**LO QUE SE PIDE**
Expresa como lista numerada las líneas que van desde el comienzo de los ítems hasta la línea que contiene "x=138 y=255", ambas incluidas. Omite las líneas en blanco.

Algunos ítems
········

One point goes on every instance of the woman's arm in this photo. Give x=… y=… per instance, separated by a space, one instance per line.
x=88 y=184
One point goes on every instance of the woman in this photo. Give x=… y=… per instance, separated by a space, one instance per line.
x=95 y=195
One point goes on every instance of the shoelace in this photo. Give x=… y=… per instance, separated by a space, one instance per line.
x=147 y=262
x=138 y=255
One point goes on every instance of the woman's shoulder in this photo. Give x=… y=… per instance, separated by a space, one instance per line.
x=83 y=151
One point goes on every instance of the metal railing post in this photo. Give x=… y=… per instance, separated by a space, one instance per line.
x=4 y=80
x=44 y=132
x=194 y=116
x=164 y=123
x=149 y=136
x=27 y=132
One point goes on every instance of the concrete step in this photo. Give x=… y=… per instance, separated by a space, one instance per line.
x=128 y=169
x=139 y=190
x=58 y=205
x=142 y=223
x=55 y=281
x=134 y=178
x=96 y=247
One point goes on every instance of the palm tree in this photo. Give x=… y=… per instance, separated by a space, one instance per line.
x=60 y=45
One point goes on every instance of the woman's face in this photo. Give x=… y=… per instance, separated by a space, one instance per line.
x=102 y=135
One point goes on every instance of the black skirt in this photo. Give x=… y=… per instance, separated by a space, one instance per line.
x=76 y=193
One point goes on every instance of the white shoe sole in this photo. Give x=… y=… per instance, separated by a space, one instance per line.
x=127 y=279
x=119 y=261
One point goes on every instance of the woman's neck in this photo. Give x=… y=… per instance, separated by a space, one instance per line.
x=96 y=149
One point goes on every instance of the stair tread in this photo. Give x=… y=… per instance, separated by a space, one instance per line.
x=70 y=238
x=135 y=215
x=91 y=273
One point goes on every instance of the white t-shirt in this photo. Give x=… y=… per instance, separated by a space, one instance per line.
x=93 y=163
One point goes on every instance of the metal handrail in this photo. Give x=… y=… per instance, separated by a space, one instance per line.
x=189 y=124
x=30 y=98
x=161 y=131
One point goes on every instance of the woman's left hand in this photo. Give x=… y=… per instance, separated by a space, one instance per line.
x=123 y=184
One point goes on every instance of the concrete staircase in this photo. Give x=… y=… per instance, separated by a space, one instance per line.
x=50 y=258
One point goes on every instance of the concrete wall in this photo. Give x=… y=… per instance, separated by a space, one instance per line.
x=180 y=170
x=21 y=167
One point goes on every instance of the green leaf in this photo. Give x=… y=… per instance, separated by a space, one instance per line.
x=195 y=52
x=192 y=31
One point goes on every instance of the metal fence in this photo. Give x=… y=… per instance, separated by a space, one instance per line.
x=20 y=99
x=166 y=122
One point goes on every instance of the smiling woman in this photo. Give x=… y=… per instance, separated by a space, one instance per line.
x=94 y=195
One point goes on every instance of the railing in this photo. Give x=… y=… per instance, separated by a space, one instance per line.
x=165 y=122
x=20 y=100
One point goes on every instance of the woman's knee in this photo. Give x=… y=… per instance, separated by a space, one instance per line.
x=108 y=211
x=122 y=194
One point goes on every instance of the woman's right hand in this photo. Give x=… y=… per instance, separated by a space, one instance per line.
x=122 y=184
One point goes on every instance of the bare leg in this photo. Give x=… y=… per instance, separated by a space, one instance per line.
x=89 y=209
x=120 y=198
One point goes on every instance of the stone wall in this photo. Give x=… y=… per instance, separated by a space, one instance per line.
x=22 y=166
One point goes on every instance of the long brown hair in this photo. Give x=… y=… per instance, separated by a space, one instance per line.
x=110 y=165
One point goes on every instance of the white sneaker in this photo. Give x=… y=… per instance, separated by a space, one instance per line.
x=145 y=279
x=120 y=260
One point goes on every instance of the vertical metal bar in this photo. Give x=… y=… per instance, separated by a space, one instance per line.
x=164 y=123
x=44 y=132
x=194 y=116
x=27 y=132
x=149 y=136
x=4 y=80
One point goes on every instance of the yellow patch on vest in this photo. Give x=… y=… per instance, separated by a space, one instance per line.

········

**LA RESPUESTA**
1. One point goes on every instance of the woman's arm in this photo. Give x=… y=… per instance, separated by a space, one instance per line.
2. x=88 y=184
3. One point goes on every instance of the woman in this photo. Give x=… y=… per instance, separated by a space, one instance per line.
4. x=95 y=195
5. One point goes on every instance of the shoelace in this photo. Give x=… y=… per instance, separated by a space, one instance per line.
6. x=147 y=262
7. x=138 y=255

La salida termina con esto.